◆ Problem details ◆
Reproduce every line from the line with "I would be grateful for your help with the frosted" up to and including the line with "point(409, 17)", shifting each answer point by adding 135 to both of its coordinates. Leave the sample points written into the sentences unchanged.

◆ Working data ◆
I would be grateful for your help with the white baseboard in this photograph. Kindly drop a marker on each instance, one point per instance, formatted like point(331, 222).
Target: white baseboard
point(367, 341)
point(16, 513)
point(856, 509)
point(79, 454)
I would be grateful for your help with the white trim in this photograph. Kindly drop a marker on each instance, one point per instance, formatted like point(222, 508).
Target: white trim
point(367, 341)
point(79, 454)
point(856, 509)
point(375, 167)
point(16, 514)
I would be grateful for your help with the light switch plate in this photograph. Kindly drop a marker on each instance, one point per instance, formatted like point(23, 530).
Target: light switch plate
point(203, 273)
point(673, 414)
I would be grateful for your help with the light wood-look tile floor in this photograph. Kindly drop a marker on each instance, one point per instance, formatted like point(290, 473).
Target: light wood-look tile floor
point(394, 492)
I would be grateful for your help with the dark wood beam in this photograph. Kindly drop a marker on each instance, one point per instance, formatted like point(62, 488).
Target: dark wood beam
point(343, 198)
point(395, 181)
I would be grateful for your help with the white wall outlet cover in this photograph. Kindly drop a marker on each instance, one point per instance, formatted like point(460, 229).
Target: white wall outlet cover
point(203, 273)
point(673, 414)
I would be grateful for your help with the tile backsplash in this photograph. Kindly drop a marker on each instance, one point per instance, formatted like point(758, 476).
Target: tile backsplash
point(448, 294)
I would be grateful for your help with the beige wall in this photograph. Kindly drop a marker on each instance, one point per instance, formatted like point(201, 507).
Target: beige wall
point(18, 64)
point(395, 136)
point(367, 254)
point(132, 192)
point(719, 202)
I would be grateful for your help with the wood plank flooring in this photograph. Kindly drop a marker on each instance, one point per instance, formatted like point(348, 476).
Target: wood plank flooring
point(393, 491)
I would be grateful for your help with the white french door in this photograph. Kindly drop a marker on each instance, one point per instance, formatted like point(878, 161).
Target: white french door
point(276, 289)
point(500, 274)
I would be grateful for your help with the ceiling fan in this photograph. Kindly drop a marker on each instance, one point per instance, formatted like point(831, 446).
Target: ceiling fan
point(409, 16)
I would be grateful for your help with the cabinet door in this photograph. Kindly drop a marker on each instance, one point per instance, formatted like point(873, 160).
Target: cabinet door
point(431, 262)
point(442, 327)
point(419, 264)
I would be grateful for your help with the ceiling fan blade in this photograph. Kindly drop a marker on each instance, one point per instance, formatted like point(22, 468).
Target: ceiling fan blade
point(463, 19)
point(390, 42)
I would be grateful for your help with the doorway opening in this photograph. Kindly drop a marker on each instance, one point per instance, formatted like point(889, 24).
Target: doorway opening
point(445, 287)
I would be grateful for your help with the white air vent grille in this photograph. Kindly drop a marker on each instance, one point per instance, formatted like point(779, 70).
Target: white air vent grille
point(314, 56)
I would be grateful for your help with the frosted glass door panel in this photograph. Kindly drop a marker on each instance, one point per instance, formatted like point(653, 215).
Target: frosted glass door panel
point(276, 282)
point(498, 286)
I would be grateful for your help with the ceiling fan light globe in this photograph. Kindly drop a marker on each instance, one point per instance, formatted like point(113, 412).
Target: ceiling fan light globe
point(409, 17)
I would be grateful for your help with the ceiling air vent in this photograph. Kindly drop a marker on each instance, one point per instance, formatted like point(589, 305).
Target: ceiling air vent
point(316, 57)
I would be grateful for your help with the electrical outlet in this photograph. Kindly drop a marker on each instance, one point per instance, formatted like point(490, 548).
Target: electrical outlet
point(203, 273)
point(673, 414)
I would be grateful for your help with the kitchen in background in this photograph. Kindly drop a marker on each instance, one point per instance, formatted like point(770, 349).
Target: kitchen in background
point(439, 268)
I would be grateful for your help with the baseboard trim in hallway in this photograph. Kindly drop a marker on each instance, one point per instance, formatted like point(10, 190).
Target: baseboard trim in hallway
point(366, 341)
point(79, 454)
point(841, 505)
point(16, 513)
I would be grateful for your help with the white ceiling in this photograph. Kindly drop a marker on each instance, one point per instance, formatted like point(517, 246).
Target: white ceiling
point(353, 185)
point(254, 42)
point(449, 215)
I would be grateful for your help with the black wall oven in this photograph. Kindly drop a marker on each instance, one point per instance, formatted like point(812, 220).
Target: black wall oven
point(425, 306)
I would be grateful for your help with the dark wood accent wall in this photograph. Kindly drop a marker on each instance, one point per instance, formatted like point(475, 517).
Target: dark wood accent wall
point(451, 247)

◆ Result of this exercise ◆
I would be grateful for your help with the frosted glass door panel in this photograph. Kindly drop a marker on each instance, one point per instance, formatted like point(653, 215).
Target: frosted glass door panel
point(411, 417)
point(633, 421)
I would be grateful for your help with the ceiling fan light globe in this photograph. Kindly drop a marker on each instance, one point per instance, formatted like point(113, 412).
Target: ceiling fan light globe
point(544, 152)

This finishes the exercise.